(Records)
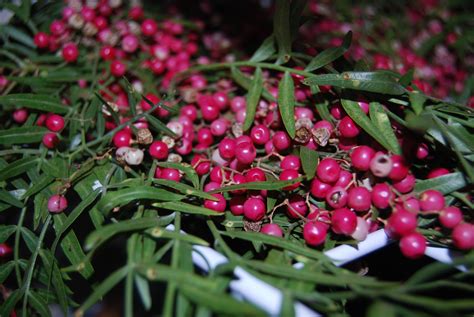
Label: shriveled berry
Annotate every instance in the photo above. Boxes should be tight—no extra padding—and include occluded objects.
[399,232,426,259]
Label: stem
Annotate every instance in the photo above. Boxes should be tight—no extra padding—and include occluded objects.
[22,215,52,317]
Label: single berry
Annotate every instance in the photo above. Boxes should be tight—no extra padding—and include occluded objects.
[303,221,328,247]
[399,232,426,259]
[48,195,67,213]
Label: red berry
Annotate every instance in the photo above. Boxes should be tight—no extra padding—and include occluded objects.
[326,186,348,209]
[371,183,393,209]
[385,209,417,238]
[420,189,445,211]
[351,145,375,172]
[279,170,301,190]
[286,194,308,219]
[48,195,67,213]
[148,141,168,160]
[316,158,341,184]
[452,223,474,250]
[43,132,59,150]
[338,116,360,138]
[280,154,301,170]
[235,142,257,164]
[46,114,64,132]
[61,43,79,63]
[347,187,370,211]
[260,223,283,237]
[388,155,408,181]
[110,60,127,77]
[204,194,226,212]
[438,206,463,229]
[33,32,49,48]
[303,221,328,247]
[244,198,266,221]
[113,130,132,148]
[250,124,270,145]
[311,178,334,199]
[400,232,426,259]
[331,208,357,235]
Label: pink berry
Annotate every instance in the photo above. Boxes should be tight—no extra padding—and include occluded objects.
[326,186,348,209]
[331,208,357,236]
[48,195,67,213]
[371,183,393,209]
[311,178,332,199]
[347,187,371,212]
[452,223,474,250]
[279,170,301,190]
[316,158,341,184]
[244,198,266,221]
[280,154,301,170]
[43,132,59,150]
[351,145,375,172]
[204,194,226,212]
[338,116,360,138]
[420,189,445,211]
[438,206,463,229]
[235,142,257,164]
[400,232,426,259]
[286,194,308,219]
[46,114,64,132]
[385,209,417,239]
[303,221,328,247]
[260,223,283,237]
[272,131,291,152]
[61,43,79,63]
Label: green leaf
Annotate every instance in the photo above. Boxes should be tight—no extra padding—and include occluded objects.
[370,102,402,154]
[75,266,130,316]
[84,217,172,250]
[305,31,352,72]
[243,67,263,131]
[303,72,405,95]
[415,172,467,195]
[250,35,276,63]
[157,162,199,189]
[0,94,71,114]
[278,72,296,139]
[153,201,222,216]
[341,99,399,153]
[0,126,48,145]
[209,177,303,194]
[0,157,38,181]
[0,189,23,208]
[97,186,185,214]
[28,291,51,317]
[300,146,319,180]
[273,0,291,64]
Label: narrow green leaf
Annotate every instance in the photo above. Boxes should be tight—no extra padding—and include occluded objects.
[97,186,184,214]
[243,67,263,131]
[341,99,399,153]
[305,31,352,72]
[84,217,173,250]
[278,72,296,139]
[300,146,319,180]
[75,266,130,316]
[273,0,291,64]
[303,72,405,95]
[0,94,70,114]
[415,172,467,195]
[370,102,402,154]
[153,201,222,216]
[0,126,48,145]
[250,35,276,63]
[209,177,303,194]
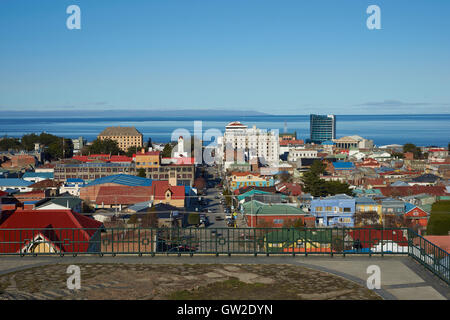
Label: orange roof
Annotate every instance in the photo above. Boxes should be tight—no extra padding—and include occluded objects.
[231,171,259,177]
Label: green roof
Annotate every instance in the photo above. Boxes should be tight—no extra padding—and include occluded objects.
[242,200,306,215]
[265,229,332,251]
[43,196,82,209]
[238,189,271,201]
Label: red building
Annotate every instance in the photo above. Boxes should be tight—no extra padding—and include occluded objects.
[0,209,103,253]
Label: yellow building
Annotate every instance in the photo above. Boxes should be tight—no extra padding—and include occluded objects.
[98,126,143,151]
[355,197,383,224]
[230,172,273,190]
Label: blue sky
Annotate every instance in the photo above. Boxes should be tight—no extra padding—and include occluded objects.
[0,0,450,114]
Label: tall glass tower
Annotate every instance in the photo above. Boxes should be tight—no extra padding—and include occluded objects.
[309,114,336,143]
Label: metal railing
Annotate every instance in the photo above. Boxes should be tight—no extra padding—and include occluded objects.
[0,227,450,283]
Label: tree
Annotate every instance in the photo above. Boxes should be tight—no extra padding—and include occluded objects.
[137,168,147,178]
[46,137,73,159]
[161,143,173,158]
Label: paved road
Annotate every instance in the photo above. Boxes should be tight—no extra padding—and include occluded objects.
[0,256,450,300]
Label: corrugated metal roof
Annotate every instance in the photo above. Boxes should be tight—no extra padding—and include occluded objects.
[85,174,153,187]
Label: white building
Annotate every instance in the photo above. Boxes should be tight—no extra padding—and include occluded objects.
[288,148,317,162]
[216,121,280,170]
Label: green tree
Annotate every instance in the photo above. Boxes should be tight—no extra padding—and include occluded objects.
[137,168,147,178]
[46,137,73,160]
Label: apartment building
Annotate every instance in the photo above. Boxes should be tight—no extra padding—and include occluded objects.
[216,121,280,170]
[98,126,143,151]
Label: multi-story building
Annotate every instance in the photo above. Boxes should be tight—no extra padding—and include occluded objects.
[288,148,317,162]
[98,126,143,151]
[309,114,336,144]
[311,194,355,227]
[72,137,86,154]
[230,172,274,191]
[216,121,279,170]
[54,162,136,182]
[133,150,195,186]
[333,136,373,150]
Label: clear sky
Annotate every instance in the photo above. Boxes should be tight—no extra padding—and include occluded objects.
[0,0,450,114]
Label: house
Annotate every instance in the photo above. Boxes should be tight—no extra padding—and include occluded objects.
[264,229,334,253]
[311,194,355,227]
[22,172,53,183]
[355,197,383,224]
[405,202,430,229]
[0,210,104,253]
[241,200,314,227]
[381,198,405,216]
[327,161,355,174]
[36,194,83,213]
[0,178,33,192]
[152,181,185,207]
[59,179,86,197]
[408,173,441,186]
[379,186,448,197]
[346,228,408,253]
[230,172,274,191]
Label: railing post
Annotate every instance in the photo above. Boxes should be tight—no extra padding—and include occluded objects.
[342,227,345,258]
[138,226,142,255]
[253,228,257,257]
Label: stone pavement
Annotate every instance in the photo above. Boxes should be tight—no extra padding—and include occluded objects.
[0,255,450,300]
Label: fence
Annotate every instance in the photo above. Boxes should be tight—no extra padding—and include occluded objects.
[0,228,450,283]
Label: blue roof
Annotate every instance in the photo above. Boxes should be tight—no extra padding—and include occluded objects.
[66,178,84,183]
[85,174,153,187]
[0,178,33,187]
[405,202,416,213]
[22,172,53,179]
[333,161,355,170]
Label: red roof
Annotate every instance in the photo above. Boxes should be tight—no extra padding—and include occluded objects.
[95,186,153,205]
[231,171,259,177]
[425,235,450,252]
[280,140,305,146]
[379,185,448,197]
[276,183,302,196]
[0,210,103,253]
[72,154,133,162]
[153,180,185,200]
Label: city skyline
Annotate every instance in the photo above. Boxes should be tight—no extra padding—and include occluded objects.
[0,0,450,115]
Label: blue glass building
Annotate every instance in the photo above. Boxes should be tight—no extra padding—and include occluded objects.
[309,114,336,144]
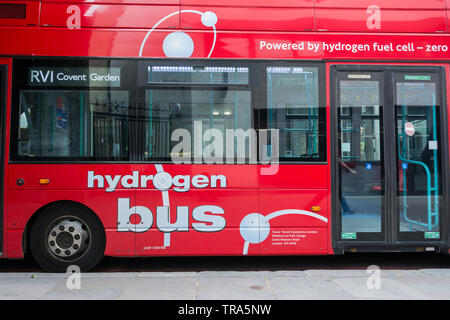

- **What the task asks**
Rewrite all of the material above, replacing every "photo above" with "image above" and changing nothing else. Leave the pictures out of your answer.

- **Solution to this task**
Label: shriveled berry
Annotate every instance in the image above. Boxes should be tight—no extra padding—and include occluded objects.
[399,232,426,259]
Label: stem
Annotate every instance in the image above. Boxes should be tight—no extra padding—and include occluded objects.
[22,215,52,317]
Label: single berry
Annotate every instance in the image above. Boxes should be tight—no extra padding—and include occluded objects.
[303,221,328,247]
[399,232,426,259]
[48,195,67,213]
Label: red berry
Annotate every instance in the image above. Boxes should be tight—no extra padding—and include occluded objects.
[326,186,348,209]
[371,183,393,209]
[385,209,417,238]
[420,189,445,211]
[351,145,375,172]
[279,170,301,190]
[286,194,308,219]
[48,195,67,213]
[148,141,168,160]
[316,158,341,184]
[452,223,474,250]
[43,132,59,150]
[338,116,360,138]
[280,154,301,170]
[235,142,257,164]
[46,114,64,132]
[61,43,79,63]
[347,187,370,211]
[260,223,283,237]
[388,155,408,181]
[110,60,127,77]
[204,194,226,212]
[438,206,463,229]
[33,32,49,48]
[303,221,328,247]
[244,198,266,221]
[113,130,132,148]
[250,124,270,145]
[311,178,334,199]
[400,232,426,259]
[331,208,357,235]
Label: pink berry
Annotate every instance in the image above. Boxes should be tight—no extra padding—and include occluded objects.
[326,186,348,209]
[331,208,357,236]
[48,195,67,213]
[371,183,393,209]
[311,178,332,199]
[347,187,371,212]
[452,223,474,250]
[279,170,301,190]
[316,158,341,184]
[244,198,266,221]
[280,154,301,170]
[43,132,59,150]
[351,145,375,172]
[204,194,226,212]
[338,116,360,138]
[420,189,445,211]
[438,206,463,229]
[235,142,257,164]
[400,232,426,259]
[286,194,308,219]
[46,114,64,132]
[385,209,417,239]
[303,221,328,247]
[260,223,283,237]
[272,131,291,152]
[61,43,79,63]
Label: green leaf
Annotate every instance in the image above. Boxes should be tight—no extra padding—and include occluded objects.
[370,102,402,154]
[75,266,130,316]
[84,217,172,250]
[305,31,352,72]
[243,67,263,131]
[303,72,405,95]
[415,172,467,195]
[250,35,276,63]
[157,162,199,189]
[0,94,71,114]
[278,72,296,139]
[153,201,222,216]
[341,99,399,153]
[0,126,48,145]
[209,177,303,194]
[0,157,38,181]
[0,189,23,208]
[97,186,185,214]
[28,291,51,317]
[300,146,319,180]
[273,0,291,64]
Label: narrow green leaf
Annotate every instance in the image above. Boxes should be tight—no extra padding—and include occluded objects.
[97,186,184,214]
[243,67,263,131]
[341,99,399,153]
[305,31,352,72]
[84,217,173,250]
[278,72,296,139]
[300,146,319,180]
[75,266,130,316]
[273,0,291,64]
[303,72,405,95]
[0,94,70,114]
[415,172,467,195]
[370,102,402,154]
[153,201,222,216]
[0,126,48,145]
[250,35,276,63]
[209,177,303,194]
Label: orange roof
Annotate every instance in the image above. Boxes should be tight—no extra padding—and include occluded objects.
[231,171,259,177]
Label: green roof
Annotate every instance in the image above. Boxes should be tight—no extra padding—and include occluded objects.
[242,200,306,215]
[265,229,332,251]
[43,196,82,209]
[238,189,271,201]
Label: red building
Annotate every instance in the image above. Boxes should be tight—no extra padding—and include occluded objects.
[0,209,103,253]
Label: yellow building
Annotate every instance in the image above. Boxes should be tight—no extra padding—and include occluded objects.
[98,126,143,151]
[355,197,383,224]
[230,172,273,190]
Label: blue sky
Annotate every instance in the image above. Boxes should be tight—no extra padding—and include occluded objects.
[0,0,450,114]
Label: tall glass tower
Annotate every instance in the image above. Boxes should be tight—no extra padding—and include occluded objects.
[309,114,336,143]
Label: metal railing
Annotate every instance in the image above. Boxes should be tight—no extra padding—and include occluded objects.
[0,227,450,283]
Label: tree
Annotate every instance in the image above. Boxes should be tight—no extra padding—and include occluded objects.
[137,168,147,178]
[46,137,73,159]
[161,143,173,158]
Label: paved road
Annotate every instance in the image above. Boxes should be tight—no extra padding—and include occluded objects.
[0,256,450,300]
Label: corrugated metal roof
Annotate every instance in the image above. Boxes should be tight—no extra padding—and include occluded objects.
[85,174,153,187]
Label: white building
Annotate every instance in the image above. Boxes should be tight—no extra padding—and include occluded objects.
[288,148,317,162]
[216,121,280,170]
Label: green tree
Annotate every instance in the image above. Boxes should be tight—no extra padding—and include occluded objects.
[137,168,147,178]
[46,137,73,160]
Label: apartment building
Annotate every instance in the image above. Boxes should be tight—no extra padding—and include occluded objects.
[216,121,280,170]
[98,126,143,151]
Label: multi-story building
Annotate every instance in the image above. Boxes should be tight—no extra padding—and include occluded objects.
[288,148,317,162]
[98,126,143,151]
[309,114,336,144]
[311,194,355,227]
[72,137,86,154]
[230,172,274,191]
[216,121,279,170]
[54,162,136,182]
[133,150,195,186]
[333,136,373,150]
Label: clear sky
Annotate every instance in the image above. Boxes should be tight—no extra padding—and include occluded objects.
[0,0,450,114]
Label: house
Annotate every instance in the image above. Boxes should be tight—no extra padding—and include occluded objects.
[264,229,334,253]
[311,194,355,227]
[22,172,53,183]
[355,197,383,224]
[405,202,430,229]
[0,210,104,253]
[241,200,314,227]
[381,198,405,216]
[327,161,355,174]
[36,194,83,213]
[0,178,33,192]
[152,181,185,207]
[59,179,86,197]
[408,173,441,186]
[379,186,448,197]
[346,228,408,253]
[230,172,274,191]
Label: railing post
Annotate every instance in the image above. Boxes should be tight—no extra padding—and include occluded objects.
[342,227,345,258]
[138,226,142,255]
[253,228,257,257]
Label: stone pavement
Annotate every instance in the image above. Boxes should be tight—no extra padding—and include occluded objects.
[0,255,450,300]
Label: fence
Annotate every instance in the image above. Boxes should be tight—no extra padding—and include occluded objects.
[0,228,450,283]
Label: blue roof
Annotate every instance in the image above. Boxes should be tight—no extra padding—and include occluded objects.
[66,178,84,183]
[85,174,153,187]
[0,178,33,187]
[405,202,416,213]
[22,172,53,179]
[333,161,355,170]
Label: red roof
Annotate every instance in the image above. Boxes should be tight—no extra padding—and include occluded objects.
[95,186,153,205]
[231,171,259,177]
[425,235,450,252]
[280,140,305,146]
[379,185,448,197]
[276,183,302,196]
[0,210,103,253]
[72,154,133,162]
[153,180,185,200]
Label: city skyline
Annotate every instance in the image above. Boxes should be tight—no extra padding—and include occluded objects.
[0,0,450,115]
Label: blue glass building
Annotate every instance in the image above. Boxes should be tight—no extra padding—and include occluded objects.
[309,114,336,144]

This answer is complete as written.